**EJERCICIO PROPUESTO 1:**
Reproduce tal cual, de las reflexiones sobre la patria, el fragmento que empieza con las palabras que contienen "(Continuación)" y termina con "simultáneos y complementarios.".
**EJERCICIO PROPUESTO 2:**
Resume, por favor, en dos oraciones las reflexiones sobre la patria.

**TEXTO DE LA PÁGINA:**
Reflexiones sobre la Patria (II)
P. ALBERTO EZCURRA (1937-1993)
(Continuación)
“Ama a tus
padres, y más que a tus padres a tu patria, y más que a tu patria a Dios”. San
Agustín nos enseña con estas palabras que la patria ha de ser amada en caridad y nos especifica la jerarquía
de este amor.
Parece
evidente que Dios –bien común universal, amado por sobre todas las cosas– ha de
ser amado también por sobre la patria. Asimismo la Iglesia, como sociedad
perfecta cuyo fin es el bien común sobrenatural. Pero entre estos amores no
puede darse contradicción verdadera: son amores simultáneos y complementarios.
“El amor sobrenatural a la Iglesia –enseña León XIII– y el amor natural de la
Patria, son dos amores gemelos, que
nacen del mismo principio sempiterno, como quiera que autor y causa de uno y
otro es Dios, de donde se sigue que no
puede haber pugna entre uno y otro deber” (“Sapientiae Christianae).
Por el
contrario, no aparece tan claro para muchos que deba amarse más a la patria que
a la familia. Pero si consideramos que “así como el hombre es parte de una
familia, la familia es parte de una ciudad, la cual es la comunidad perfecta” y
“así como el bien de un solo hombre no es el fin último, sino que está ordenado
al bien común, así también el bien de una familia está ordenado al bien de la
ciudad, que es la comunidad perfecta” (S. Tomás, Suma Teológica I-II, q. 90,
a.3, ad 3), entonces aparece clara la respuesta.

**MATERIAL PROPORCIONADO:**
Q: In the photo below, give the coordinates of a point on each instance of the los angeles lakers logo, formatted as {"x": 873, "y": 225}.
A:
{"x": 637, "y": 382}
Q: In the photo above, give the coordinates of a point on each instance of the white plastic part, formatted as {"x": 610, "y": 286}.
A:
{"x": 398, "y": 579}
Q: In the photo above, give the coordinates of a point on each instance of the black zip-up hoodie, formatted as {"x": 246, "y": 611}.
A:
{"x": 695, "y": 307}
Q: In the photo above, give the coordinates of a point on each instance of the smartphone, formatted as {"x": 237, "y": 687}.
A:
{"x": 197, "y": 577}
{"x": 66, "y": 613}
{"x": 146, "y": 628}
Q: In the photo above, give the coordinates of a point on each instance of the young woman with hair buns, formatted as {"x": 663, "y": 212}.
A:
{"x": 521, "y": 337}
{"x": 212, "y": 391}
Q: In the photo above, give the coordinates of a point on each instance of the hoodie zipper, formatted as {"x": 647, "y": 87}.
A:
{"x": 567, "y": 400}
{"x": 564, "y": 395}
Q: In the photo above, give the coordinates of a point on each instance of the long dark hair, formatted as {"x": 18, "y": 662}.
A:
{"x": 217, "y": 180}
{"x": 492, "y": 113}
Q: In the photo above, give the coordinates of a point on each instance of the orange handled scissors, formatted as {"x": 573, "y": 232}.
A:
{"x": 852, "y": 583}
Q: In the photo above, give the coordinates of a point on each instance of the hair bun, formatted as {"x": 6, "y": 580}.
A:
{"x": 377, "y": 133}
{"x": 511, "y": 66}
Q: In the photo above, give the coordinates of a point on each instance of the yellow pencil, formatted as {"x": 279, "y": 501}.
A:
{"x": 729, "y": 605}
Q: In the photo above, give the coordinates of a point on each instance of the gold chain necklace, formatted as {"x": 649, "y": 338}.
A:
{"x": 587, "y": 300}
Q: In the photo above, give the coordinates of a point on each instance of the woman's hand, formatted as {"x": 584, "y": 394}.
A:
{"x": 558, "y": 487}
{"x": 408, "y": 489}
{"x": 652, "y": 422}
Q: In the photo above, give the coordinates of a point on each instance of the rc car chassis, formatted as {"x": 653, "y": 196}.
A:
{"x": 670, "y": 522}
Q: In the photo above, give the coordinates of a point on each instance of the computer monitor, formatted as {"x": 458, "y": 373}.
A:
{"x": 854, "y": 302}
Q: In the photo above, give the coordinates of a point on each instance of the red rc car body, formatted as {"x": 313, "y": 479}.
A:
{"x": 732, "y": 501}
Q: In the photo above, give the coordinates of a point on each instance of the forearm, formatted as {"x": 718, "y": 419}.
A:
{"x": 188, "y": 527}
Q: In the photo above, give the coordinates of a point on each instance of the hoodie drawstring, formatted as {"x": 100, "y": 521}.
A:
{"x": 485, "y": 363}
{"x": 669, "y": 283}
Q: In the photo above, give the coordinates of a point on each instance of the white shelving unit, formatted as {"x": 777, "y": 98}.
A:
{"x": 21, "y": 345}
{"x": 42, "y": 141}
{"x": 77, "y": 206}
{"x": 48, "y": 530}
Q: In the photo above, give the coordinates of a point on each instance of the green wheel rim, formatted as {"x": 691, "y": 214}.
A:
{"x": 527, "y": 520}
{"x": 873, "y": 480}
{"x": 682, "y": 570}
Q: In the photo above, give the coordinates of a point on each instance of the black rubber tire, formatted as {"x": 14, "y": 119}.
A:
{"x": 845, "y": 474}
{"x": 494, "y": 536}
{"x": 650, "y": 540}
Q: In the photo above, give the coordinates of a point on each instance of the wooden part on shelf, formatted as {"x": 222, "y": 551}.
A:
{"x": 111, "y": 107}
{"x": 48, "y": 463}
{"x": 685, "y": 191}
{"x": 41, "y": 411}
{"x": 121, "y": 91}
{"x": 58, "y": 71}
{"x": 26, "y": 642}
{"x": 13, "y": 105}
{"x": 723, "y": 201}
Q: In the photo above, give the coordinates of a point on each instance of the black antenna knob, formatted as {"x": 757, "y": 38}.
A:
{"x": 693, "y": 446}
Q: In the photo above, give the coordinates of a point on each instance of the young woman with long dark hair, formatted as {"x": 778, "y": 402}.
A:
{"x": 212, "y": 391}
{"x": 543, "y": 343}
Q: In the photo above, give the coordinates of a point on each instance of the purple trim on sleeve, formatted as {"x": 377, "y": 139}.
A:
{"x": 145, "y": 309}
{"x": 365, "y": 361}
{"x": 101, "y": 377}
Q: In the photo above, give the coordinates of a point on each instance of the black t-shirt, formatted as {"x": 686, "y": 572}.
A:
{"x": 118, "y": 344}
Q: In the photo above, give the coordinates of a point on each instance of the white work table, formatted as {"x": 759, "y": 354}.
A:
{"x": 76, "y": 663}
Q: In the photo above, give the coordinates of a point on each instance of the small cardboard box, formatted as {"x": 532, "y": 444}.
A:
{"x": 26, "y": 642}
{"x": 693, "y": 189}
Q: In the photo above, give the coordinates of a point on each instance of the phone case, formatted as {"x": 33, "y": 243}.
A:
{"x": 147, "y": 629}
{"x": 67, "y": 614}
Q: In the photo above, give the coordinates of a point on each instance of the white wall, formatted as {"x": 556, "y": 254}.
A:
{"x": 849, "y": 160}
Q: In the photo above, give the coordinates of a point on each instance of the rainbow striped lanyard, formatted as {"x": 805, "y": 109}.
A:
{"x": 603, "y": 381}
---
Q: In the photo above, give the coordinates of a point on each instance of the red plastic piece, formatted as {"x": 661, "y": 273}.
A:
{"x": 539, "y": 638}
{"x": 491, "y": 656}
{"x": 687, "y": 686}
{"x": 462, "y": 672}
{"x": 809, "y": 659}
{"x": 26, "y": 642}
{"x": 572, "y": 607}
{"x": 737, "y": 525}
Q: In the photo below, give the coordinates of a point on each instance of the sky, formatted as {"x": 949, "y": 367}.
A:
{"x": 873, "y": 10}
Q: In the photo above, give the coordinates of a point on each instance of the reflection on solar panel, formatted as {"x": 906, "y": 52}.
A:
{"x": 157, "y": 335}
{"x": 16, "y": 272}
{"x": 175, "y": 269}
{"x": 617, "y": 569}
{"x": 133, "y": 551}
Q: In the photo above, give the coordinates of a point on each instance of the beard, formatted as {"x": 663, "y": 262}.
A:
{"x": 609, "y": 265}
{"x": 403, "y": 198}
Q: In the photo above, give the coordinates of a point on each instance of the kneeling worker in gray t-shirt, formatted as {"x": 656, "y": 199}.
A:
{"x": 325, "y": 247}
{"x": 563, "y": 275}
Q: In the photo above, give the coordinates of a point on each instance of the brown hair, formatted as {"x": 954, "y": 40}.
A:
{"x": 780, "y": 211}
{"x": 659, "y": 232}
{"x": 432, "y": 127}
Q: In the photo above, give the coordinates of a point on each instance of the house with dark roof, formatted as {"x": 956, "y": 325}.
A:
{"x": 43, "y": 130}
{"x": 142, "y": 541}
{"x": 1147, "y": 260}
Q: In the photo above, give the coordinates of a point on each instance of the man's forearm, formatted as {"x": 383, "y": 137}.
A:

**RESPUESTA 1:**
(Continuación)
“Ama a tus
padres, y más que a tus padres a tu patria, y más que a tu patria a Dios”. San
Agustín nos enseña con estas palabras que la patria ha de ser amada en caridad y nos especifica la jerarquía
de este amor.
Parece
evidente que Dios –bien común universal, amado por sobre todas las cosas– ha de
ser amado también por sobre la patria. Asimismo la Iglesia, como sociedad
perfecta cuyo fin es el bien común sobrenatural. Pero entre estos amores no
puede darse contradicción verdadera: son amores simultáneos y complementarios.

**RESPUESTA 2:**
Con palabras de San Agustín, el texto sostiene que la patria ha de amarse en caridad y con una jerarquía: más que a los padres, pero menos que a Dios. Según León XIII, el amor a la Iglesia y el amor a la patria no pueden oponerse porque ambos tienen a Dios por autor, y con Santo Tomás se muestra que la patria debe amarse más que la familia, pues el bien de la familia está ordenado al bien de la ciudad, que es la comunidad perfecta.